Please say how many lines in the entries below hold the string "earring", with no other words.

■ **DATASET RECORDS**:

================================

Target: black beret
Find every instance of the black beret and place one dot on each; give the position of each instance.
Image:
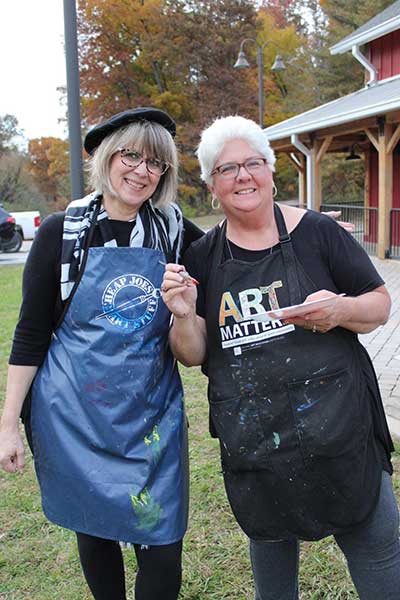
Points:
(97, 134)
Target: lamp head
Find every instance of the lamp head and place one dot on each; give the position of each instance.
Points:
(242, 62)
(278, 65)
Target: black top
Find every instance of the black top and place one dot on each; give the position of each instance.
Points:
(41, 301)
(326, 251)
(331, 257)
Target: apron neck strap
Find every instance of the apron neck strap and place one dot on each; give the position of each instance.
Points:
(289, 257)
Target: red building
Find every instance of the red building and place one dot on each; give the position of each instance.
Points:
(368, 119)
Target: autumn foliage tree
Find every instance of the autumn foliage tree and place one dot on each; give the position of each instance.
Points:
(49, 167)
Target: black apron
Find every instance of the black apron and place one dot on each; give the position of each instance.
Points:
(290, 407)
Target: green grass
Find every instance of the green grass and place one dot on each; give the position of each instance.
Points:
(38, 560)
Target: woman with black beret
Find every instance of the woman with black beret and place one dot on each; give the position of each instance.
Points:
(106, 420)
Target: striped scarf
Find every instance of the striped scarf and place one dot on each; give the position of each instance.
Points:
(158, 228)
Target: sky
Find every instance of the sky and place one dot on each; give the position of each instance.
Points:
(32, 65)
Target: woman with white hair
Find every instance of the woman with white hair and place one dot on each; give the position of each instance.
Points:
(305, 447)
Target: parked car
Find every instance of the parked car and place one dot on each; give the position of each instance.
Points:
(10, 233)
(28, 221)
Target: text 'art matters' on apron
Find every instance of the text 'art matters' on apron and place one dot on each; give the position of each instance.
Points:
(109, 430)
(290, 407)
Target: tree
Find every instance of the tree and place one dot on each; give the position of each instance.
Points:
(49, 167)
(8, 130)
(173, 54)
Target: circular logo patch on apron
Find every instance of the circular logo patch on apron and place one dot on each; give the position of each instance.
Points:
(129, 302)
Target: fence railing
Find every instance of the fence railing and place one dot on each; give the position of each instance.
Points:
(394, 247)
(365, 220)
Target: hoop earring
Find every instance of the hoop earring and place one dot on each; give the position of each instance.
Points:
(215, 205)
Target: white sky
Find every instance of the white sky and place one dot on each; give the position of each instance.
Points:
(32, 65)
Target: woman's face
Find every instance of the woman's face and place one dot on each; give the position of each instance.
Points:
(247, 191)
(133, 186)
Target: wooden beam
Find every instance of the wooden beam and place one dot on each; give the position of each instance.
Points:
(324, 147)
(297, 163)
(393, 140)
(385, 188)
(374, 141)
(351, 127)
(302, 182)
(317, 183)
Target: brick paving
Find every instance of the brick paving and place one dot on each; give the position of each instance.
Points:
(383, 346)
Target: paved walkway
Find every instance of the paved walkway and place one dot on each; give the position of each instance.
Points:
(383, 346)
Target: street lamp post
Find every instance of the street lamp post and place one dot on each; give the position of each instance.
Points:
(242, 63)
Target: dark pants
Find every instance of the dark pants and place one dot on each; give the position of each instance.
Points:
(372, 552)
(159, 569)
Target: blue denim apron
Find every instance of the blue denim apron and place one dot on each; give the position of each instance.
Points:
(108, 423)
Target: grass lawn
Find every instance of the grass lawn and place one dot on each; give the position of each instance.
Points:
(38, 560)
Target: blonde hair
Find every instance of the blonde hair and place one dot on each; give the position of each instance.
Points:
(146, 137)
(225, 129)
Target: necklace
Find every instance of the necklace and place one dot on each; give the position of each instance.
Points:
(229, 247)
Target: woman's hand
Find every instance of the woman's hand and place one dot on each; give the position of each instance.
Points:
(178, 291)
(12, 452)
(360, 314)
(323, 319)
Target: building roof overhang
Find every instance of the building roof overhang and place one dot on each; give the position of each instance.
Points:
(385, 22)
(377, 100)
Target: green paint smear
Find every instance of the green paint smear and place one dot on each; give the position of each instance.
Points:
(146, 510)
(153, 441)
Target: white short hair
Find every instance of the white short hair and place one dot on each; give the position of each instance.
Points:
(224, 129)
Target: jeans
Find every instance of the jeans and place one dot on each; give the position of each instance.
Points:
(372, 551)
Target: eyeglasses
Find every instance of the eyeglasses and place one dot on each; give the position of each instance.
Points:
(133, 159)
(231, 170)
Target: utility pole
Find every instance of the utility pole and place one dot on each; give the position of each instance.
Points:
(73, 96)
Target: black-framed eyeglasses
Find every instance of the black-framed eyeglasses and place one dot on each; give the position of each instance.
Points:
(231, 170)
(132, 159)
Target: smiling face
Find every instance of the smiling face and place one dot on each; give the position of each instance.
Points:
(133, 186)
(246, 192)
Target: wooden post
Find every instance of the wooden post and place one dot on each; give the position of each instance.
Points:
(299, 161)
(318, 151)
(385, 186)
(303, 182)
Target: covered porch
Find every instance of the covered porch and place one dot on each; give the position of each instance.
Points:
(369, 121)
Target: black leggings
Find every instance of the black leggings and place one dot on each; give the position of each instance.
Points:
(159, 569)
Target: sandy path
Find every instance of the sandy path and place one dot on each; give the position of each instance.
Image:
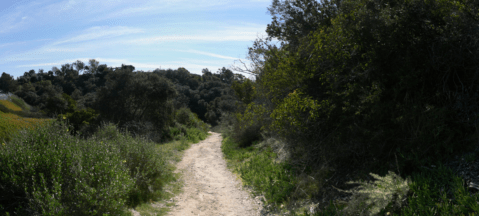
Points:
(210, 188)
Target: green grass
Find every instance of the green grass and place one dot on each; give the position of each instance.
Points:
(48, 171)
(258, 169)
(173, 152)
(435, 191)
(432, 192)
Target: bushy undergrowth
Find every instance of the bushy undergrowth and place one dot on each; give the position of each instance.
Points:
(188, 124)
(258, 170)
(47, 171)
(19, 102)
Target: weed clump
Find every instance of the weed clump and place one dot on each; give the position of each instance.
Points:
(48, 171)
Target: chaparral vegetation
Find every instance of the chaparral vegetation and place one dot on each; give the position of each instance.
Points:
(357, 112)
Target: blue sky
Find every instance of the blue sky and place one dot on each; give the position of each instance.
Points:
(193, 34)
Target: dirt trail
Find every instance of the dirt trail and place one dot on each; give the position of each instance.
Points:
(210, 188)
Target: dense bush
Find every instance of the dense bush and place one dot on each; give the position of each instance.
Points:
(47, 171)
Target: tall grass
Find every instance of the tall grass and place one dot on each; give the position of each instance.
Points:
(10, 123)
(258, 169)
(10, 105)
(47, 171)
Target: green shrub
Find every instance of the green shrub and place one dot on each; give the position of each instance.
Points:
(19, 102)
(79, 119)
(50, 172)
(145, 166)
(185, 117)
(258, 169)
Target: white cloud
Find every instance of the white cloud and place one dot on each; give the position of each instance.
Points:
(207, 54)
(99, 32)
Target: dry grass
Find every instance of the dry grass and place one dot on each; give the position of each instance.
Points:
(10, 105)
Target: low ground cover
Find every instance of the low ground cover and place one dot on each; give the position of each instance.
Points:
(48, 171)
(430, 191)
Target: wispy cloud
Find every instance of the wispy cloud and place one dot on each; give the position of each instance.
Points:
(207, 54)
(100, 32)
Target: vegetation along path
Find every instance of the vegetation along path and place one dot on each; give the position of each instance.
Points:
(210, 188)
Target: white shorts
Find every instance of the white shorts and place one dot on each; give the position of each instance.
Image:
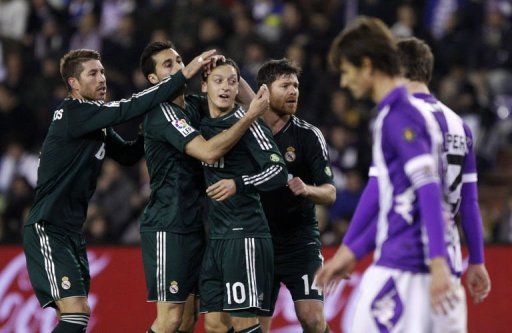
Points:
(395, 301)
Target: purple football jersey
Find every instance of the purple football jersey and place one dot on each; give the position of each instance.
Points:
(406, 155)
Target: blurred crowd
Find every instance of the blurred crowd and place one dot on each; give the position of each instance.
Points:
(471, 40)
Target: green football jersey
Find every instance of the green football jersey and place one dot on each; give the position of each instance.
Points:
(292, 218)
(74, 149)
(256, 165)
(177, 182)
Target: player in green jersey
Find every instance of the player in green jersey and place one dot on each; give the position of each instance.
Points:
(290, 209)
(236, 274)
(78, 139)
(172, 229)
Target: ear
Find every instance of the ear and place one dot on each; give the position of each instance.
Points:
(73, 82)
(153, 78)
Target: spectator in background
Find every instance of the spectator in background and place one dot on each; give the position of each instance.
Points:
(112, 196)
(87, 35)
(17, 203)
(13, 19)
(17, 162)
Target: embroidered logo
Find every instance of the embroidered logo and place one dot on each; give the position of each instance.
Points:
(66, 284)
(387, 307)
(275, 158)
(183, 127)
(290, 154)
(174, 287)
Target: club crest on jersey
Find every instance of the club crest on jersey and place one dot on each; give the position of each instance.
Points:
(290, 154)
(275, 158)
(183, 127)
(409, 134)
(66, 284)
(174, 287)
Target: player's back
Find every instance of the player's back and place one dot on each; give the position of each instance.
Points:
(176, 179)
(255, 154)
(68, 170)
(458, 167)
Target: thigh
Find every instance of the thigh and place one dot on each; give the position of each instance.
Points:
(171, 264)
(247, 267)
(55, 268)
(211, 287)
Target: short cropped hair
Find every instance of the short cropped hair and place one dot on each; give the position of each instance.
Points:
(147, 63)
(71, 63)
(416, 59)
(273, 69)
(366, 37)
(221, 62)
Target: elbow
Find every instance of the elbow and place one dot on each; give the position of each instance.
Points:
(331, 197)
(211, 157)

================================

■ **RESULT FOR THIS TASK**: 2